# [AIM OF THE EXERCISE]
A complete, exact copy of the records is needed here.
** SOURCE RECORDS follows **
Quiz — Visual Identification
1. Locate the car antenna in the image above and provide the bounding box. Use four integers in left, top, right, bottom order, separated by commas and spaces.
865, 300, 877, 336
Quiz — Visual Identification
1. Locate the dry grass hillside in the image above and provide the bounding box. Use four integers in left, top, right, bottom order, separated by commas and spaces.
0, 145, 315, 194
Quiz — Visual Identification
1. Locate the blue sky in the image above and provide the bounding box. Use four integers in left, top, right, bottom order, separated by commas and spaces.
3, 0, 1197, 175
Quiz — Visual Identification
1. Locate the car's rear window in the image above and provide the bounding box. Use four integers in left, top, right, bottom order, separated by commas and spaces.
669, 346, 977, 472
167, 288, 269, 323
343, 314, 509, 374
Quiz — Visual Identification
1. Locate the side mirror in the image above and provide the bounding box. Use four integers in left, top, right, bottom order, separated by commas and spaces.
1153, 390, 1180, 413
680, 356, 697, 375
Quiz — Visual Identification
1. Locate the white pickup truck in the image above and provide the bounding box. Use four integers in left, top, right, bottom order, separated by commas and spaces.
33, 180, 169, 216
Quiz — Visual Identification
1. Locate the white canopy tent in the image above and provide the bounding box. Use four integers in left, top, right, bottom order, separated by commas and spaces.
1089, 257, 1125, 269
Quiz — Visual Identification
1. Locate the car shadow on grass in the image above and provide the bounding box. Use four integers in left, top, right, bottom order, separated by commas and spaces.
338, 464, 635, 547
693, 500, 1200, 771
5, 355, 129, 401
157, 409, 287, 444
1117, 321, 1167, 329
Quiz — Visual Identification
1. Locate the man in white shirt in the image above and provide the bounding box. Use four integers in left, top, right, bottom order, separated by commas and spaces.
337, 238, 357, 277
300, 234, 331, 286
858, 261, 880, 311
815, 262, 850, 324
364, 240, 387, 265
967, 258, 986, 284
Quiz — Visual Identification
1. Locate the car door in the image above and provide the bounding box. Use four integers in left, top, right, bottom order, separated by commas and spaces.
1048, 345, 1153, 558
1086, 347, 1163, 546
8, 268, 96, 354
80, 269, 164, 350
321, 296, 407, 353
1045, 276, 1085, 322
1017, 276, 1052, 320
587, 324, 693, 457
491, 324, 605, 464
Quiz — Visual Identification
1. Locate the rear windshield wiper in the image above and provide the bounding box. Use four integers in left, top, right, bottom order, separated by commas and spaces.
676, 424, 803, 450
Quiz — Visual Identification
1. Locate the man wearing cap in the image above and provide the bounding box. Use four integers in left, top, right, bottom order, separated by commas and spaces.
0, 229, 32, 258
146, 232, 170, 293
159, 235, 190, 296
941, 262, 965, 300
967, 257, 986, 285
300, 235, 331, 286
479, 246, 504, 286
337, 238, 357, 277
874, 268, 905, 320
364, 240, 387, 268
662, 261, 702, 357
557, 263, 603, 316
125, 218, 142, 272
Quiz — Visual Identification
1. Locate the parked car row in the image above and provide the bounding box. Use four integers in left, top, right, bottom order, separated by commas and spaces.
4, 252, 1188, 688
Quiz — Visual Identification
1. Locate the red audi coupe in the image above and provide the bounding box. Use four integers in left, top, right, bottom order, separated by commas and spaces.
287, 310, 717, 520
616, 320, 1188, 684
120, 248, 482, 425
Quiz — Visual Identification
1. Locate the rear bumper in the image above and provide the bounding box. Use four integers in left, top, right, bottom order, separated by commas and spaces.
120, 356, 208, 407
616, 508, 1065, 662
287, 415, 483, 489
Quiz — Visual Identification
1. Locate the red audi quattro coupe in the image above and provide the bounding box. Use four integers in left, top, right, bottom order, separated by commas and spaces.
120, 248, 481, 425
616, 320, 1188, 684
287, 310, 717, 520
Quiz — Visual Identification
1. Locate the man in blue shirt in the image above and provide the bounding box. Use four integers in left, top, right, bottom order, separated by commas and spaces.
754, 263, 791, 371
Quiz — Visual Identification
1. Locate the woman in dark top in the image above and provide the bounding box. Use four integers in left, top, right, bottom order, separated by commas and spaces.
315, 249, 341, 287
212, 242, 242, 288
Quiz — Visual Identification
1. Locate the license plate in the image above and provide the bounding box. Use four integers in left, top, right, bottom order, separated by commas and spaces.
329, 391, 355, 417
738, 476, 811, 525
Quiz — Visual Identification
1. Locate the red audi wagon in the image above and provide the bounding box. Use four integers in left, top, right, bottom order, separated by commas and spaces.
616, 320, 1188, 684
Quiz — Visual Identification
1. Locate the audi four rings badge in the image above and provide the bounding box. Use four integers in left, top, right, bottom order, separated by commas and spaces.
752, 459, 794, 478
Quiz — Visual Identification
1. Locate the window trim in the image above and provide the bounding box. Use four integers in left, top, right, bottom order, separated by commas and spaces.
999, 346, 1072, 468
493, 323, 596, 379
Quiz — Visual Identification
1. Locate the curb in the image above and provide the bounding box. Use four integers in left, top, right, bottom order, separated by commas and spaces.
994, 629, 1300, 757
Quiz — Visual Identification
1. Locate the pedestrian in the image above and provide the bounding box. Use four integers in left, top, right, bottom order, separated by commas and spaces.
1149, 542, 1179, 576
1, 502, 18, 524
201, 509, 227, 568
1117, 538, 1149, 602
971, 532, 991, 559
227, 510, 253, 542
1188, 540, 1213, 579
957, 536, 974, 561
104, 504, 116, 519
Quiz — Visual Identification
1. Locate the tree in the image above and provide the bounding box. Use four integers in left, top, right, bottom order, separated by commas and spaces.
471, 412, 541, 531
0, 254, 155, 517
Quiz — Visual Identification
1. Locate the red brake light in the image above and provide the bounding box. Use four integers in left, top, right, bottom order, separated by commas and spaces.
** End of SOURCE RECORDS **
# [REPLY]
Quiz — Visual Identification
1. Locate the car antenna in the image above and provide the bounding box. Use four integers in left, top, right, bottom order, separated by commas and spaces.
865, 300, 877, 336
Quiz — Visual Identification
1. Locate the dry grass hillside in the image above and provide the bounding box. Use four integers in left, top, right, bottom order, separated by commas and spaces.
0, 145, 315, 194
Quiz — Visual Identification
1. Locate the blue sky in the image above and provide the bounding box. Use four integers in left, top, right, bottom order, separated by commas and spaces.
3, 0, 1197, 175
Quiz — Visual Identification
1. Locate the car's rear window in the image above and provide the bounding box. Use four integers in left, top, right, bottom order, separated by commas and spaces.
669, 346, 977, 472
167, 288, 269, 323
343, 314, 509, 374
Quiz — Visual Identification
1. Locate the side mirror in the image above and provide the bounding box. Use four integers in left, top, right, bottom order, separated by commas and spaces.
1153, 390, 1180, 413
680, 356, 697, 375
Quiz — Visual Identification
1. Locate the white pickup truck in the image above and provide the bounding box. Use four integers in left, top, right, bottom order, separated by commas and spaces.
33, 180, 169, 216
Quiz — Visual Identification
1. Locate the white canopy tent in the image above and provide the bounding box. Use four integers in left, top, right, bottom order, separated by commas and spaces.
1089, 257, 1125, 269
Quiz — Visual Identification
1. Locate the car shadow on grass in the image above and provide the bounding box. Use four integers in left, top, right, bottom order, separated by commas and spaces.
338, 464, 635, 547
693, 500, 1200, 771
5, 355, 129, 401
157, 409, 287, 444
1117, 321, 1167, 329
Quiz — Visual Identification
1. Locate the man in white shirt in the image above and provide the bounding box. Use four integers in left, top, right, bottom order, separated by commas and spaces.
337, 238, 357, 277
300, 234, 331, 286
858, 261, 880, 311
815, 262, 850, 324
364, 240, 387, 265
967, 258, 986, 284
Quiz — Visual Identification
1. Locate the car door in the image above and provide the bounding box. Use four integers in left, top, right, bottom order, separated by commas and spaces.
1048, 345, 1153, 558
1086, 347, 1163, 546
8, 268, 96, 354
80, 269, 164, 350
321, 296, 407, 353
1045, 276, 1085, 322
1017, 276, 1052, 320
587, 324, 693, 457
491, 324, 605, 464
Quiz — Visual Identification
1. Locate the rear windshield wiper in the image above and provide the bounding box. Use four integers in left, top, right, bottom order, separated by commas and spaces.
676, 424, 803, 450
Quiz — Visual Identification
1. Locate the man wearing cap in the image above and provide the bounding box. Use four integers in left, top, right, bottom order, separated by commas and spaces.
0, 229, 32, 258
146, 232, 170, 293
159, 235, 190, 296
941, 262, 965, 300
967, 257, 986, 285
300, 235, 331, 286
479, 246, 504, 286
337, 238, 357, 277
874, 268, 905, 320
364, 240, 387, 268
662, 261, 702, 357
557, 263, 603, 316
125, 218, 142, 272
Quiz — Visual Identification
1. Locate the parked car row in the image above and provide the bounding box. Use four integers in left, top, right, bottom order, separated by commas and spaces.
4, 252, 1188, 688
Quiz — Visual Identification
1. Locate the red audi coupe in the image above and provide the bounding box. Use four integers in left, top, right, bottom order, separated by commas and spaces.
287, 310, 717, 520
616, 320, 1188, 684
120, 248, 482, 425
Quiz — Visual Identification
1. Locate the rear bumper in the image above and provide the bounding box. Use four integers in left, top, right, bottom order, separated by commas and spaces.
120, 356, 208, 407
616, 508, 1065, 662
287, 415, 483, 489
Quiz — Visual Identification
1. Locate the red audi quattro coupe in the image above and provide the bounding box. Use four integers in left, top, right, bottom order, separated by commas and spaces.
120, 248, 481, 425
616, 320, 1188, 684
287, 310, 717, 520
Quiz — Visual Identification
1. Locate the man in blue shirt in the image above and provide the bounding box. Use four integers in left, top, right, bottom order, separated by commas and spaces.
754, 263, 791, 371
Quiz — Visual Identification
1. Locate the woman in dark top in the image above and provide the bounding box. Use four integers in left, top, right, bottom order, separated by commas and spaces.
315, 249, 341, 287
212, 242, 242, 288
Quiz — Visual Identification
1. Locate the license plate in the image above and provide the bounding box. Use four integers in left, top, right, bottom order, separated by commas and spaces.
329, 391, 355, 417
738, 476, 811, 525
Quiz — Visual Identification
1. Locate the red audi wagon in the image above and provide the bounding box. Use four integers in left, top, right, bottom order, separated by commas and spaces.
616, 320, 1188, 684
Quiz — Visual Identification
1. Locate the audi four rings badge in the image above and provide the bounding box. Use four integers in left, top, right, bottom order, separated by commas and spaces.
752, 459, 794, 478
Quiz — Visual Identification
1. Locate the window trim in the image above and provide the bounding box. Use four integers in left, top, right, bottom order, separated by commas and spaces.
999, 346, 1072, 468
493, 323, 596, 379
Quiz — Visual Identification
1. Locate the curb in the image above and provide the bounding box. Use four integers in left, top, right, bottom order, separated by commas and spaces.
994, 629, 1300, 757
Quiz — Visual Identification
1. Locate the pedestrian in the image above and provide the bounding box. Use four integers in left, top, right, bottom order, separated by commas and spaces.
1149, 542, 1179, 576
1, 502, 18, 524
201, 509, 227, 568
1117, 538, 1149, 602
971, 532, 991, 559
227, 510, 253, 542
1188, 540, 1213, 579
957, 536, 974, 561
104, 504, 116, 519
Quiz — Visual Identification
1. Locate the tree in the image above and provide the bounding box. Use four integers in left, top, right, bottom order, separated by commas and spaces.
471, 412, 541, 531
0, 254, 155, 517
Quiz — Visual Identification
1. Locate the red brake light in the image above and provide the bounding box. Use four integers in left, top, right, bottom order, separated by commas and spaces.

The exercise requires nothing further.